(Beginning of Source data)
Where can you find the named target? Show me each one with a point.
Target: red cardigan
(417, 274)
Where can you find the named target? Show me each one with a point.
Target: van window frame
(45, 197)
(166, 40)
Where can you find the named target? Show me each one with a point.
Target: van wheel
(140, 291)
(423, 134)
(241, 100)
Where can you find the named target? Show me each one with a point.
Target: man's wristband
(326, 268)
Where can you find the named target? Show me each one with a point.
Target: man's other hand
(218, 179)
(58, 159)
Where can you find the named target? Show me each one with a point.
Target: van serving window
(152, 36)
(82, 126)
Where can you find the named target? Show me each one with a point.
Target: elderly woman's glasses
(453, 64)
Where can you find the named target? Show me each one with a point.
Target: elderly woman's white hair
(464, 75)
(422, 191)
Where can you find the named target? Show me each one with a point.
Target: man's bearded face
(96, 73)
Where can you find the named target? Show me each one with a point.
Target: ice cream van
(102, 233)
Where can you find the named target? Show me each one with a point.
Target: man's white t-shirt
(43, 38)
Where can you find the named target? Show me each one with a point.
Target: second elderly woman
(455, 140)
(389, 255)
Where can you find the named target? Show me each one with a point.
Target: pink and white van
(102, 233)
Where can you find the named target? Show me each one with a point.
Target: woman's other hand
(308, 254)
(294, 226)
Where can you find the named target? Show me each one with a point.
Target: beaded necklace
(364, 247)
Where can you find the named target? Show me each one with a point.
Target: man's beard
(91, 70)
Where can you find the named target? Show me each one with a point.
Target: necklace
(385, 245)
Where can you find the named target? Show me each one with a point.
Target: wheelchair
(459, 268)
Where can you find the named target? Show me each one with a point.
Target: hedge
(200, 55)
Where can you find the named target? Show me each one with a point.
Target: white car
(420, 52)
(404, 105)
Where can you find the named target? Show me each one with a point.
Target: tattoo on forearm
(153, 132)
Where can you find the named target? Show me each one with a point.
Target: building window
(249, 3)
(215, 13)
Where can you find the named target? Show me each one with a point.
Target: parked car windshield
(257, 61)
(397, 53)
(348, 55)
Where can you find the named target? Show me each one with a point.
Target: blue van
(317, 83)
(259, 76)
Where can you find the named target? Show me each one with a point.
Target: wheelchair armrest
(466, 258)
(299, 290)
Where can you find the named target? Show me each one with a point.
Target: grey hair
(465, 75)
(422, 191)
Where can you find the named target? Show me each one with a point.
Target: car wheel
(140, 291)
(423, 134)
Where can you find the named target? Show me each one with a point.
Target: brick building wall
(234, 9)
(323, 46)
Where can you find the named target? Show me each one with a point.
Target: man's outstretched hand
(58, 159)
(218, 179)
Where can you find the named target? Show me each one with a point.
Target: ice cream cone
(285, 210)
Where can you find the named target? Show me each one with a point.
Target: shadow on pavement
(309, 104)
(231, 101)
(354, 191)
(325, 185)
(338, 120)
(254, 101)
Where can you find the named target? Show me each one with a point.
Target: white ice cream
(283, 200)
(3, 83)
(End of Source data)
(Beginning of Source data)
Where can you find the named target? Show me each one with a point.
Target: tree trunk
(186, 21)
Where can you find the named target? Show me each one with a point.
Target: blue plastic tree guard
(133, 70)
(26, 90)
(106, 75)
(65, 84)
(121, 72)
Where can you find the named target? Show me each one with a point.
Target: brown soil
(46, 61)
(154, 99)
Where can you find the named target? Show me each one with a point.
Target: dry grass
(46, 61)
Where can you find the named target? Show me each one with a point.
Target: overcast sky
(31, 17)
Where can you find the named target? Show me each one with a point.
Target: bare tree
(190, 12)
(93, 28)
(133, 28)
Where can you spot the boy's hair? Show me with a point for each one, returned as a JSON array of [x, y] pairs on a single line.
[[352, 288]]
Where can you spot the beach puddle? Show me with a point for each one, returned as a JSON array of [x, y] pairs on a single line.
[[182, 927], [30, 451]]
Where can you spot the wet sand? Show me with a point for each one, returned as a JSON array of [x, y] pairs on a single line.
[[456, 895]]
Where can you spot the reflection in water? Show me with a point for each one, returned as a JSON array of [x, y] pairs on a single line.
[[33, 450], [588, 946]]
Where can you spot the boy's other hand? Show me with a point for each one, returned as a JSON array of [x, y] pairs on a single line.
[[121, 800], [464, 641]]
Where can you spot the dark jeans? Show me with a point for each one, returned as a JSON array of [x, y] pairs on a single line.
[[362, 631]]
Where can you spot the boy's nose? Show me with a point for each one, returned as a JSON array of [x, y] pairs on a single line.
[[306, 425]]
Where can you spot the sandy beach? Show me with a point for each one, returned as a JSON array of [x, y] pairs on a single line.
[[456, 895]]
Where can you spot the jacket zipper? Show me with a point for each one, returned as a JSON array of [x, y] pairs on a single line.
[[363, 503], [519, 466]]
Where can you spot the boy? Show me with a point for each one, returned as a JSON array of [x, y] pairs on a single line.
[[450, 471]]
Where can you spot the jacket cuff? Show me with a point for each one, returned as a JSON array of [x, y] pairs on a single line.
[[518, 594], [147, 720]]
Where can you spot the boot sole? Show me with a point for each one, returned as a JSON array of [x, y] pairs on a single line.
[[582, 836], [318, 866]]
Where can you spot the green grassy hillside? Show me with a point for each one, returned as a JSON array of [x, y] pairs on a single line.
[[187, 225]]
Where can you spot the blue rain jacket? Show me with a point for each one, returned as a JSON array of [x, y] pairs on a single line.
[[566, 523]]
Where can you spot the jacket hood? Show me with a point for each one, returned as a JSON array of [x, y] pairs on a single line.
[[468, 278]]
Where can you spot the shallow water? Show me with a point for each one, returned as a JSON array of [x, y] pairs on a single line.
(End of Source data)
[Goal of the exercise] In the entries above, the lines from the one bearing "Where can you spot the jacket zipper?" up to and including the one bearing "Where can you spot the shallow" should be transcribed exactly; no other line is wanted.

[Exercise solution]
Where can you spot the jacket zipper? Show me with a point for each one, returned as a JSON array of [x, y] pairs on a single line.
[[363, 503], [519, 466]]
Where can you spot the boy? Show me with a point for each one, returned as a JSON array of [x, y] pairs on a single line.
[[450, 471]]
Where can you spot the jacket cuff? Show me with a point for each one, returned as a JSON array of [x, y] pairs on a single line.
[[518, 594], [147, 720]]
Where can you spot the boot sole? Show me with a point for each one, returned as a JSON array of [x, y] pairs on a single line.
[[582, 836], [318, 866]]
Where can you spot the green grassy hillside? Show me with a point for each one, returned as a JSON array of [x, y] pairs on a single line.
[[187, 225]]
Where can you spot the blue rain jacket? Show me with a point for each one, returned as a JSON array of [x, y] pairs on a single line.
[[566, 523]]
Where can you spot the jacket hood? Show me with a point for each one, returned as a JSON array of [x, y] pairs on a single line.
[[468, 278]]
Where can you spot the shallow water? Show me with a point for each one, returned as a JSON array of [x, y] pairs on a single line.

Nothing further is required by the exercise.